(Beginning of Supplied data)
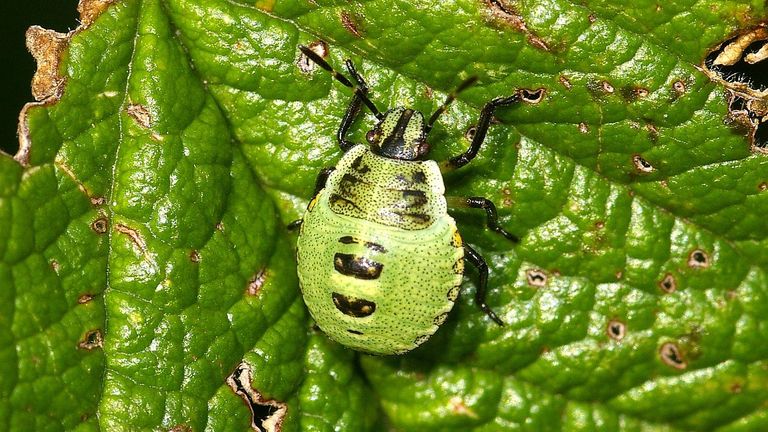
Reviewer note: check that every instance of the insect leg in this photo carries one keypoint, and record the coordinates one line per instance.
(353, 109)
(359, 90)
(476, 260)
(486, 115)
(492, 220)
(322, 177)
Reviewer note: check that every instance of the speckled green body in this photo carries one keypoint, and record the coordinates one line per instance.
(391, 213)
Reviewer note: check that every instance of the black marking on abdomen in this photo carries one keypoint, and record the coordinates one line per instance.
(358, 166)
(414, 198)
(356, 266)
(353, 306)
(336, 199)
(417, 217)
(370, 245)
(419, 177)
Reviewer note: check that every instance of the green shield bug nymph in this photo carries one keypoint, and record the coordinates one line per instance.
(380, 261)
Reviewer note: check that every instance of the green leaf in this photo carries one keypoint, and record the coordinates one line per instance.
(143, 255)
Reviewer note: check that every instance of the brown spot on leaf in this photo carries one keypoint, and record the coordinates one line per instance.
(End of Supplied data)
Task requirements: Leave out the pictures, then give all the records again exactly.

Task output:
Reviewer note: check that every instance of the insect leg in this photo carries one keypoint, and record the coordinates one line per instance.
(353, 109)
(359, 90)
(476, 260)
(486, 115)
(492, 220)
(322, 177)
Reviewer note: check that every instance of the speckled green body in this photo carries one keypoint, and record the coordinates one line per instance.
(391, 213)
Reviewer note: check that every instance of the black marking on abdomen in this photo carries one keypoint, and record the coordinates one line per instance.
(358, 166)
(414, 198)
(356, 266)
(353, 306)
(336, 199)
(417, 217)
(370, 245)
(419, 177)
Reviewer note: check that every instance of the green shield bug nymph in this photo carries one keypoint, and record the coordinates one line per instance.
(380, 261)
Reviewer note: check that every instance of the green leaf in this photo carries one keypoint, and record the coordinates one line per instance.
(143, 255)
Reviewer note: check that every instance of the brown spot on leaf in this photo carries one keypoint, and record the coordinates one line per instance.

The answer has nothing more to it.